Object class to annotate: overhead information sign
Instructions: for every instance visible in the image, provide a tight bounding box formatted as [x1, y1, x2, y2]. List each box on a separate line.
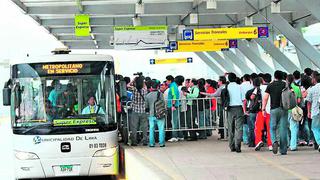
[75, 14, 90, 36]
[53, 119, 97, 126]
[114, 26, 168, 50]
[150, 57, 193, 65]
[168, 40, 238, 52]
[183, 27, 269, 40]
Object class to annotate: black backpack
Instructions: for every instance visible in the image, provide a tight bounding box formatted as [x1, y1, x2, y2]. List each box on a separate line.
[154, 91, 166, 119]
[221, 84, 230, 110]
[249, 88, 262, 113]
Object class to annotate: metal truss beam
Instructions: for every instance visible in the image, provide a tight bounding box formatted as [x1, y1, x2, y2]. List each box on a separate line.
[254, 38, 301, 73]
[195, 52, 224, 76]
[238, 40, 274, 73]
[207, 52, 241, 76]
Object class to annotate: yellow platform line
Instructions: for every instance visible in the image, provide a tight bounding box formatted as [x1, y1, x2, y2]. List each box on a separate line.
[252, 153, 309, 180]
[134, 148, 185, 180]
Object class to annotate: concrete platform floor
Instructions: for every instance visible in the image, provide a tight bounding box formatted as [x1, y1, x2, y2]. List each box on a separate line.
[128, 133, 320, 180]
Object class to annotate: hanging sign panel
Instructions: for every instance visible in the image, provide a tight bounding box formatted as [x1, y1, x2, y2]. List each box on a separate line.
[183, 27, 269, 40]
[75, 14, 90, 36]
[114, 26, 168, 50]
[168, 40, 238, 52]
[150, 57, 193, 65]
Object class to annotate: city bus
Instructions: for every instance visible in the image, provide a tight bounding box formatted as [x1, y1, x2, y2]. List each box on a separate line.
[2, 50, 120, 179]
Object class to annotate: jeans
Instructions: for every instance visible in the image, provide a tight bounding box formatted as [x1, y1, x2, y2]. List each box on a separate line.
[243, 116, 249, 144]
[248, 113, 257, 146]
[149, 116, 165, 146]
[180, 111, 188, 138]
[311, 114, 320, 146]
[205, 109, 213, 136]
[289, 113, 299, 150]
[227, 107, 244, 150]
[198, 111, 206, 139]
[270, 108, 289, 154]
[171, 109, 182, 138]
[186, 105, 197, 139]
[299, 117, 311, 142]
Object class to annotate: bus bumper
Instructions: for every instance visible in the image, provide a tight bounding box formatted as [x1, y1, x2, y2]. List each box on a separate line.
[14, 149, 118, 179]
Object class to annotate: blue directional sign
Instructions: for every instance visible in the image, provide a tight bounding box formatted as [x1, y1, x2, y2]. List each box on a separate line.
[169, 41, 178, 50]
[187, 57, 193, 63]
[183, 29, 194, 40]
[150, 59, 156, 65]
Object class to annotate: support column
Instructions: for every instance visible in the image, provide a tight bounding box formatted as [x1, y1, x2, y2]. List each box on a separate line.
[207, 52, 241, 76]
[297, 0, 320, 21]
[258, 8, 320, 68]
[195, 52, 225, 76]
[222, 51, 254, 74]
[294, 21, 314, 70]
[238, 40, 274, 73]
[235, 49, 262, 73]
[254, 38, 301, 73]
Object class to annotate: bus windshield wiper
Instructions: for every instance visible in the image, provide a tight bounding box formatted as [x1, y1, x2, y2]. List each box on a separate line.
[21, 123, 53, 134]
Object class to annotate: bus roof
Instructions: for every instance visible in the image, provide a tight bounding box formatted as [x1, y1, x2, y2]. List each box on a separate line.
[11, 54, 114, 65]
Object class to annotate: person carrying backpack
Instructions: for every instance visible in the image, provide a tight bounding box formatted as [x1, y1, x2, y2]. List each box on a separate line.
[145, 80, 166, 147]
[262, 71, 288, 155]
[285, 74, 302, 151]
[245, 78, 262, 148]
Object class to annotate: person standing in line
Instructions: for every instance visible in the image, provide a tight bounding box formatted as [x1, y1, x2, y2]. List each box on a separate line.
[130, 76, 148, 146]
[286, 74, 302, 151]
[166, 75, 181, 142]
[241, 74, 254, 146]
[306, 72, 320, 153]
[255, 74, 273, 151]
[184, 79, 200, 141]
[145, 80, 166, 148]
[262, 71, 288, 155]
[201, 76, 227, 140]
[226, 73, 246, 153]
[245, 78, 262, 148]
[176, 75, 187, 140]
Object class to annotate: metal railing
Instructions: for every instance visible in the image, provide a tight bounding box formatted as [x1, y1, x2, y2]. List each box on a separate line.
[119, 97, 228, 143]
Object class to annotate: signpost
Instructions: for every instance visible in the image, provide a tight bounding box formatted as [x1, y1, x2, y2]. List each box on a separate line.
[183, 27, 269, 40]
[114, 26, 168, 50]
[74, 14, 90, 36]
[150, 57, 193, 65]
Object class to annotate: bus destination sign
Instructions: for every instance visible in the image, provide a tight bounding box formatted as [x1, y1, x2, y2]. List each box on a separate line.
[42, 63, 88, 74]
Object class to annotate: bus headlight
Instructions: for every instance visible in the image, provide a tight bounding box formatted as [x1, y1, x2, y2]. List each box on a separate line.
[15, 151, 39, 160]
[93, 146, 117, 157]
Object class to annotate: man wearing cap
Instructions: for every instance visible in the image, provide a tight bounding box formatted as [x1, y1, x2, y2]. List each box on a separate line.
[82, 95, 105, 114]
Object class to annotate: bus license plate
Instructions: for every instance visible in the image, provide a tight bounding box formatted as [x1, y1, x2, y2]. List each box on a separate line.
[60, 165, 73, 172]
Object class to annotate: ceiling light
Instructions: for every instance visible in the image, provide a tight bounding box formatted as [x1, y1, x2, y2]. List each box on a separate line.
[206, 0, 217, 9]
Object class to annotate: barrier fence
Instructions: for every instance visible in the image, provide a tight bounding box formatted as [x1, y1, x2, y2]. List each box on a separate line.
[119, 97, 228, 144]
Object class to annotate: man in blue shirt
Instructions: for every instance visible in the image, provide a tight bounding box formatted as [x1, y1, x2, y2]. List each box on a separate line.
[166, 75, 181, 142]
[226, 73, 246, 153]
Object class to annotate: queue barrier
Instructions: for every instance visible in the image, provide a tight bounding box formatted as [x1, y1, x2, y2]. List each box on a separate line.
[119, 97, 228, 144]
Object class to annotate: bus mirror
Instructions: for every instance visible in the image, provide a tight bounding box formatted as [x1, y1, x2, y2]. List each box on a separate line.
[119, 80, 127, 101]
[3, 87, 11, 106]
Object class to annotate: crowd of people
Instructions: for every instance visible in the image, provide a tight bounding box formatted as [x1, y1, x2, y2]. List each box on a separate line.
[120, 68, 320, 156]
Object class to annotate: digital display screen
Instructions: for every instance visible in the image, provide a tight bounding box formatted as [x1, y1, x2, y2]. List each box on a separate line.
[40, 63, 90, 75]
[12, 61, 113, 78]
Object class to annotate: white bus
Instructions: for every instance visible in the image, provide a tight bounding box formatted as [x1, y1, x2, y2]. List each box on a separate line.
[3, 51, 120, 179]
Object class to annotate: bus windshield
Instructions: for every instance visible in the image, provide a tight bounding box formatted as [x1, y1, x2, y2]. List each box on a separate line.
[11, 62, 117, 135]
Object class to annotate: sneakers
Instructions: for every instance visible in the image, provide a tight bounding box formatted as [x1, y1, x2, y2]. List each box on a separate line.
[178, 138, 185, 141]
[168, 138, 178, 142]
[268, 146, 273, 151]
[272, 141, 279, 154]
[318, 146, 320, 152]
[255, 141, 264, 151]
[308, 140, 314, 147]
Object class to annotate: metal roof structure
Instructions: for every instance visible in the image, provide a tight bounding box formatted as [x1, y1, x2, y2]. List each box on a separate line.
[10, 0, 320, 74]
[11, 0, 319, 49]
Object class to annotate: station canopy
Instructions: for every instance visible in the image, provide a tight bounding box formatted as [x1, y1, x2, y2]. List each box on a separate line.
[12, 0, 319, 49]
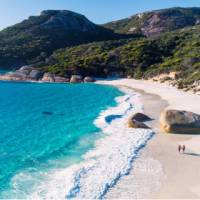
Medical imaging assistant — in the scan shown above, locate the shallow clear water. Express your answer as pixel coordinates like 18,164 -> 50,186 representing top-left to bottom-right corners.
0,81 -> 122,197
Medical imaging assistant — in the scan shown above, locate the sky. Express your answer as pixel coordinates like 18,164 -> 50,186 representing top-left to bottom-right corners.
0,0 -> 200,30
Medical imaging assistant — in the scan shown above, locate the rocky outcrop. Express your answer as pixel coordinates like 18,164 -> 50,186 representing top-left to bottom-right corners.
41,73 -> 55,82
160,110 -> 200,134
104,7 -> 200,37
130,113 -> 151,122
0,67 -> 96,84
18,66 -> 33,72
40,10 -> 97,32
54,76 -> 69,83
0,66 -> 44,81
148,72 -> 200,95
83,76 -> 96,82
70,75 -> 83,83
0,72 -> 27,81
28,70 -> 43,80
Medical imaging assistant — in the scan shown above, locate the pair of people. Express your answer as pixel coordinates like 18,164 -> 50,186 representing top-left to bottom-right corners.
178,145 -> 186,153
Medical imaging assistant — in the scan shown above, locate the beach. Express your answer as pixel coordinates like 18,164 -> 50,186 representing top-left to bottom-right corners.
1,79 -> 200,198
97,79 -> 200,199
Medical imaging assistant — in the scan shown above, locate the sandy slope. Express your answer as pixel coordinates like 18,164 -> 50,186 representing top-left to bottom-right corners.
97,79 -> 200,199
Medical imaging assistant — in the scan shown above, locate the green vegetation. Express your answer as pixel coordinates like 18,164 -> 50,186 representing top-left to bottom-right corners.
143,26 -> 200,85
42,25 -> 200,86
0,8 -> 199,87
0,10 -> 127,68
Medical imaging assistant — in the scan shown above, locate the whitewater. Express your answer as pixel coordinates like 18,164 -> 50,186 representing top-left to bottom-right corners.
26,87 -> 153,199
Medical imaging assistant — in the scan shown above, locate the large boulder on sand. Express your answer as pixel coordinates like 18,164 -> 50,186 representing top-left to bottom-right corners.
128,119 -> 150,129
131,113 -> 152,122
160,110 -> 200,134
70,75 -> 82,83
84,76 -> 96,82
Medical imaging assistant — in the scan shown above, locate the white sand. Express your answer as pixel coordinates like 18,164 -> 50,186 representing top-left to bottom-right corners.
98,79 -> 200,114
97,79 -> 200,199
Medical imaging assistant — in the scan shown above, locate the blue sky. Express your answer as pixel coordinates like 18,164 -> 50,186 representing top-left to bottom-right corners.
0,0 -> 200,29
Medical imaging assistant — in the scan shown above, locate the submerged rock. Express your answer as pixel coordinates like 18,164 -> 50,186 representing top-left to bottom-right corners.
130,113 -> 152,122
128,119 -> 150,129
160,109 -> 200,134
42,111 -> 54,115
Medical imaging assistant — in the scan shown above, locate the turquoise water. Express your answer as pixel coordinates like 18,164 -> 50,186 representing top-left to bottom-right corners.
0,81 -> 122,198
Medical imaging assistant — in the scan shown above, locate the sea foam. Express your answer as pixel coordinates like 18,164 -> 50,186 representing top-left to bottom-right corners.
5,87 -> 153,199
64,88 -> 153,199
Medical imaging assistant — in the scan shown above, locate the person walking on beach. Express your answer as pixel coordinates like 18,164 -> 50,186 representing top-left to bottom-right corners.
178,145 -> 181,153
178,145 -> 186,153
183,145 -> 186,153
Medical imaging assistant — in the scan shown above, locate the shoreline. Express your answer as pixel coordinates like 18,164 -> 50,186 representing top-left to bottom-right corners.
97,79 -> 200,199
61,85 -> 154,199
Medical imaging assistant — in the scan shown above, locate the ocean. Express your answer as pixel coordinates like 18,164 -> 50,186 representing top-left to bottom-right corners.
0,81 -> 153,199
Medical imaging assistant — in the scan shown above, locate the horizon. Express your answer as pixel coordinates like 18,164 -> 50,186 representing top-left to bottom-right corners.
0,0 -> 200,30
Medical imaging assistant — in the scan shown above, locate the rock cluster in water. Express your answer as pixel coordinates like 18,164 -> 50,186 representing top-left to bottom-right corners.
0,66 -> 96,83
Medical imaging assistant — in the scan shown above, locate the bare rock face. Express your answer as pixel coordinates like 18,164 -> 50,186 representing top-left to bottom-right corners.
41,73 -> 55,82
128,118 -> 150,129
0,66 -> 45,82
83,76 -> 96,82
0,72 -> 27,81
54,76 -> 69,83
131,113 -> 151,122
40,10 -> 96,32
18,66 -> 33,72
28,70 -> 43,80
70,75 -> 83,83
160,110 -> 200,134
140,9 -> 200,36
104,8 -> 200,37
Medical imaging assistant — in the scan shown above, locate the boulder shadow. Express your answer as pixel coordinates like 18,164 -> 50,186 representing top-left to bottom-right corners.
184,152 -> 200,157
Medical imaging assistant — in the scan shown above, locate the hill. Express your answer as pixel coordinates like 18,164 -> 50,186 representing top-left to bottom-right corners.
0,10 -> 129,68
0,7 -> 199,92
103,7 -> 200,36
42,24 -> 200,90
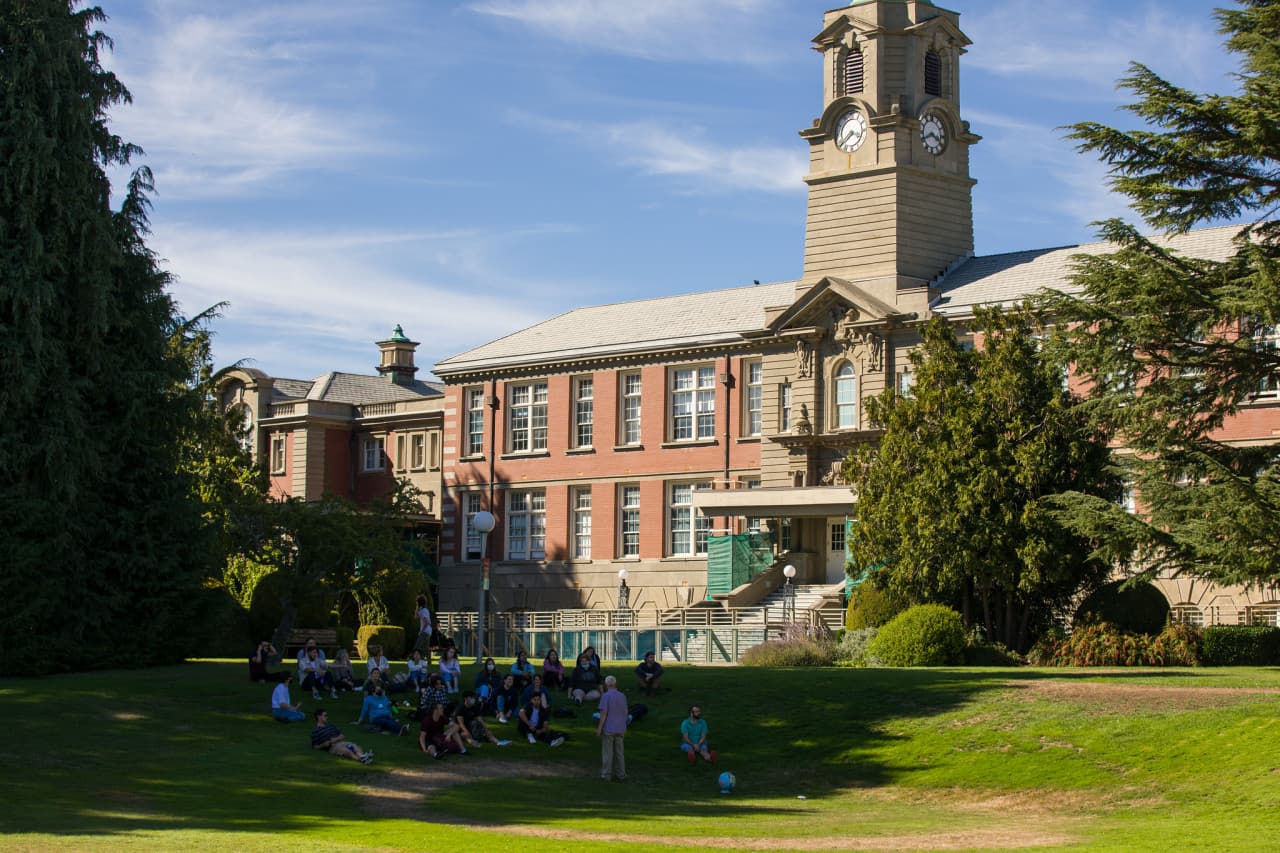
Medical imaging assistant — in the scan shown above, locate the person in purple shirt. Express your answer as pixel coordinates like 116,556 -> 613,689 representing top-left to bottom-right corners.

--

Produce a word-for-word copy of everything above from the line holding "Object class to annotate: bus headlight" down to the line holding "Object class to annotate: barrier fence", with both of those lines kept.

Object class to annotate: bus headlight
Instructions: for every instance visible in the image, provide a tight bounding box formatted as [x1, y1, x2, y2]. List each box on a separate line.
[15, 151, 39, 160]
[93, 146, 117, 157]
Object class to annotate: man wearing cap
Instructions: for every instance visible in the image, provide a tight bounding box formatted as [x1, y1, x2, y2]. List each box on a separate line.
[82, 95, 105, 114]
Object class to annotate: bus license plate
Instructions: for every instance visible in the image, provide a tight bounding box formatted as [x1, y1, x2, y2]. List each box on a separate line.
[60, 165, 73, 172]
Object class to annotate: ceiling light
Instructions: for every instance visible in the image, provide a tight bounding box formatted as [x1, y1, x2, y2]. List each box on a separate line.
[206, 0, 217, 9]
Object class to annotate: barrier fence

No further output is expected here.